Point annotation entries
— START —
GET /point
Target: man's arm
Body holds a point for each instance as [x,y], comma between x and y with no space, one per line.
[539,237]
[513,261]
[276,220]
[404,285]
— END —
Instructions for the task: Output the entries above as a two-column CSV with the headers "prompt" and "points", one row per entry. Put each entry's text and its answer in a single quoted field each, with line breaks replaced by spaces.

Result of this task:
prompt,points
"GET /point Target: man's arm Body holds a point for each instance as [x,y], comma between x and y with no space, one per line.","[539,237] [513,261] [276,220] [404,285]"